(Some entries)
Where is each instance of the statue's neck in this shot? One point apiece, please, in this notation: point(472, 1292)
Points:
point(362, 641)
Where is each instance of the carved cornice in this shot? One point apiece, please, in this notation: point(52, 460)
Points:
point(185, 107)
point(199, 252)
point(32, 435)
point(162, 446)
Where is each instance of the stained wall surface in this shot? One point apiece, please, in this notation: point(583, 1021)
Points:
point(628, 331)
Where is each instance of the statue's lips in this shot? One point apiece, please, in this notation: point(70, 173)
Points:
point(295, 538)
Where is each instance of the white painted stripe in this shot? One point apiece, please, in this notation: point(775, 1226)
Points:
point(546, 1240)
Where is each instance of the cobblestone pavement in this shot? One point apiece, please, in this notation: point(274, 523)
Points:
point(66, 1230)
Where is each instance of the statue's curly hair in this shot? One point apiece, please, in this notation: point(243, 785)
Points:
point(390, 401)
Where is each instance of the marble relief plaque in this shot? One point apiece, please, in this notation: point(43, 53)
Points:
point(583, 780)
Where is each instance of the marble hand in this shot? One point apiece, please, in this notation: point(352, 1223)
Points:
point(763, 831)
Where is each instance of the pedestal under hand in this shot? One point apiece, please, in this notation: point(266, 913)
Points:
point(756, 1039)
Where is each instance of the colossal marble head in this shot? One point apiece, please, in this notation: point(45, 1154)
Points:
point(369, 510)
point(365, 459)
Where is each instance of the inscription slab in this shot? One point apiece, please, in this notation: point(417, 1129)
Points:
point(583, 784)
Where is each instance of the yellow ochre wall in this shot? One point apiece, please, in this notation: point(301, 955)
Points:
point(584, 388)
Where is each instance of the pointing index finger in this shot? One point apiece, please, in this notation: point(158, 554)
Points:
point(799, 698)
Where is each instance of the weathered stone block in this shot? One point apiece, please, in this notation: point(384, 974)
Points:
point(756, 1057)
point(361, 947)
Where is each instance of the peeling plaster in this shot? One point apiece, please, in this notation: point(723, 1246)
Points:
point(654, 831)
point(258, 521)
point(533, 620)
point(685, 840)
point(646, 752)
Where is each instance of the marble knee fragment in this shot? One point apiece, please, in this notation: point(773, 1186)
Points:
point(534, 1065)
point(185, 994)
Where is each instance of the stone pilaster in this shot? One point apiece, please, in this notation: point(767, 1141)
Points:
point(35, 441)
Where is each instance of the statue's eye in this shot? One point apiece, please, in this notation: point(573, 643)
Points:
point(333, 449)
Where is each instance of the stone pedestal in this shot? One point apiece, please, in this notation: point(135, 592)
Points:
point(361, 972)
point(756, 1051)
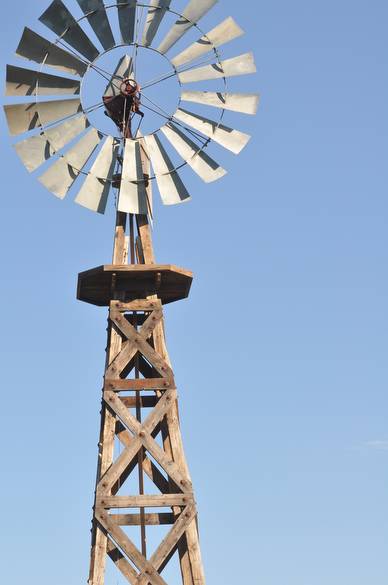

▸ **What to do**
Gather every line of the entries above that contains the string "statue".

▸ **The solution**
Where is each instance of the statue's neck in this shot? One point apiece, please, in this notation: point(472, 1292)
Where is each instance of the statue's lips in this shot? One point apiece, please, in this notation: point(70, 173)
Where is each instance of the statue's curly hair in this shot? One point apiece, please, in this notation: point(243, 785)
Where is each instance of the statue's eye in this shot? One point apiece, please, in this notation: point(573, 643)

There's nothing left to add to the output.